%%
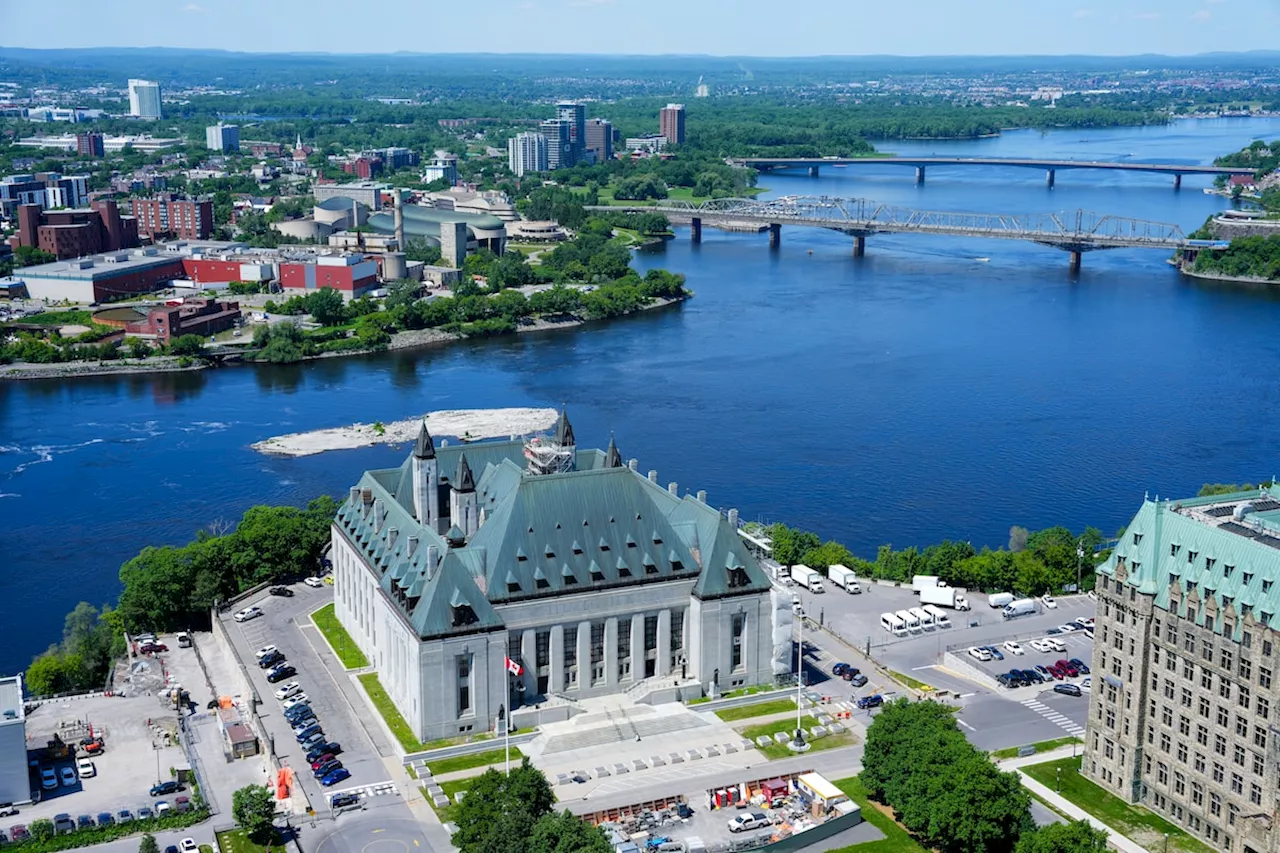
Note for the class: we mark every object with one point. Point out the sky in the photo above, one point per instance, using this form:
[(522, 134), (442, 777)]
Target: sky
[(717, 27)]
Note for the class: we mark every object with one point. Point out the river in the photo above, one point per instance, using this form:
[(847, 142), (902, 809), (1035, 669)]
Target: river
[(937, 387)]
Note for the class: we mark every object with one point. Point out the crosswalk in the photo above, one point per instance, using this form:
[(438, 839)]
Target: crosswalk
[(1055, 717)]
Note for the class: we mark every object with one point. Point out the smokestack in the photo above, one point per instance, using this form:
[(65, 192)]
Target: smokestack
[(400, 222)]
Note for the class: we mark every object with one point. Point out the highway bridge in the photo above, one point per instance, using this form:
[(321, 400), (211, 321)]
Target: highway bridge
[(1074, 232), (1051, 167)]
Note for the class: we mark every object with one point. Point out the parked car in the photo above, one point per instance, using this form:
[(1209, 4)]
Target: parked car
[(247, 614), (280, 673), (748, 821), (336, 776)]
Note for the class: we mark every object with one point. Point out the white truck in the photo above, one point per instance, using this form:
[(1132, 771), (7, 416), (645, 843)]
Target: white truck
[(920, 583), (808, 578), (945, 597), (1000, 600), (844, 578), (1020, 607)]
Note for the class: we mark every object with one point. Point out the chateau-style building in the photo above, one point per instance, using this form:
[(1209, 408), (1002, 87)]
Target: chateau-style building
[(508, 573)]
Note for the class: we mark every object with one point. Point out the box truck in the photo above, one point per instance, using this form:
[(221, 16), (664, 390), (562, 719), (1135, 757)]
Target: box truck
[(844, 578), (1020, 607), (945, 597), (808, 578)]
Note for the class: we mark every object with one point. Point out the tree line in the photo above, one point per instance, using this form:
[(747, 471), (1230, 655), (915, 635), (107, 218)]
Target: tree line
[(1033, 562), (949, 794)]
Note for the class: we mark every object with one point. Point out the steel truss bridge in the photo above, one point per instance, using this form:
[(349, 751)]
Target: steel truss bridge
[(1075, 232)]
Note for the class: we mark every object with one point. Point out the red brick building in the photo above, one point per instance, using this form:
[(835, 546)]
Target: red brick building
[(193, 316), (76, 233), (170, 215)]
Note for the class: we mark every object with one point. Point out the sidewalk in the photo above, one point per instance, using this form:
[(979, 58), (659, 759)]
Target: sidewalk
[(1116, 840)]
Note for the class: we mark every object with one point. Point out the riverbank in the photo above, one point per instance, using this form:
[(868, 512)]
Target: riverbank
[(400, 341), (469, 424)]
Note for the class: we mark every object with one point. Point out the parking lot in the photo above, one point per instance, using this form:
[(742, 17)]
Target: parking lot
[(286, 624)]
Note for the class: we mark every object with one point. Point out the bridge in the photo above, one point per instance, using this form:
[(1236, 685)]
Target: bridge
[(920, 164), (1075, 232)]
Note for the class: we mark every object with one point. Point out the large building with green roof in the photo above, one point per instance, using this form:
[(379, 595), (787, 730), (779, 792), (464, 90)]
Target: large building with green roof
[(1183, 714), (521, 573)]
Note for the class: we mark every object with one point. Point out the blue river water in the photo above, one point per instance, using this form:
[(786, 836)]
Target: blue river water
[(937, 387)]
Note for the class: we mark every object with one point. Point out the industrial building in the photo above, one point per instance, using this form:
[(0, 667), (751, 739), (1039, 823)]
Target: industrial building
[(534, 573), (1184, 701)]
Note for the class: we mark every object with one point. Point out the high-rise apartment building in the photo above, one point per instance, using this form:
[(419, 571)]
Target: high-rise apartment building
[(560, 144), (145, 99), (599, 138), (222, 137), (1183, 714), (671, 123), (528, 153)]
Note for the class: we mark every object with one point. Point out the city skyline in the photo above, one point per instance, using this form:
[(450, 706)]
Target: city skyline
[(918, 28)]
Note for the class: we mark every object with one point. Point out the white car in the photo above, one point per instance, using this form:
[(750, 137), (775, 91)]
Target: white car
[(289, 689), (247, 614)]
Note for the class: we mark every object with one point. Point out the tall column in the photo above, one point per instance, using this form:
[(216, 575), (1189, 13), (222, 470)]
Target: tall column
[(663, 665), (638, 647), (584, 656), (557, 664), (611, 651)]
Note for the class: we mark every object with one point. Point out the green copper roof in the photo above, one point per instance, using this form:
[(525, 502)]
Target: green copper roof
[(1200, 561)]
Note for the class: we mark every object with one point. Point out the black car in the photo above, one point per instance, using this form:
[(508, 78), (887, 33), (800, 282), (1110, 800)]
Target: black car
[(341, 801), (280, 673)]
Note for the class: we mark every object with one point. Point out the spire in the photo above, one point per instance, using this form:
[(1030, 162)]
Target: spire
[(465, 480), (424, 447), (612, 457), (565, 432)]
%%
Take the records above from their first line through the line with "[(747, 471), (1230, 655), (915, 635), (107, 218)]" and set those lines down word for word, minus the pictures.

» SOLUTION FOR THIS TASK:
Note for the class: we mark every object with one point. Point out the sky in the photo above, one point per instance, using this form:
[(522, 134), (442, 777)]
Target: sky
[(717, 27)]
Note for the class: we mark every object with one point. Point out the river in the photo above, one point per instance, using this form:
[(847, 142), (902, 809), (1035, 669)]
Target: river
[(937, 387)]
Note for the class: we mark every object with one point. Point out the crosswalk in the photo above, one point per instance, using this form:
[(438, 839)]
Target: crosswalk
[(1055, 717)]
Note for the class: we mark every object with one point. Point out the smokestack in the photo above, one point per instance, using this form:
[(65, 192)]
Target: smokestack
[(400, 222)]
Note for the class: we mark every object with one point. Point out the highway bridge in the photo above, one point per instance, using this form:
[(321, 400), (211, 321)]
Target: highway bridge
[(1074, 232), (1051, 167)]
Note for the class: we mark every object with one point. Point out the parked car in the photo above, one point per instance, using this form:
[(1209, 4)]
Target: parked car
[(247, 614), (280, 673), (748, 821), (336, 776)]
Note for the class: we mark every object with one point. Point out the white truck in the photo above, one point per instance, using this form:
[(1132, 771), (7, 416), (645, 843)]
Target: white truck
[(920, 583), (808, 578), (945, 597), (1000, 600), (844, 578), (1020, 607)]
Note for the class: we mark every object with one point. Point out the chateau-style building in the photo above, one point per instance, using this form:
[(1209, 408), (1002, 87)]
Target: chateau-style building
[(508, 573)]
Note for the class: we mark every object with one point. Point out the box truck in the photo above, one point per instance, using this form:
[(221, 16), (664, 390), (562, 719), (1135, 757)]
Target: box truck
[(844, 578), (1020, 607), (945, 597), (808, 578)]
Note for the class: we mark every object with one point. Point out the tree line in the photo above, one point per instance, using this form:
[(747, 471), (1230, 655), (915, 635), (107, 218)]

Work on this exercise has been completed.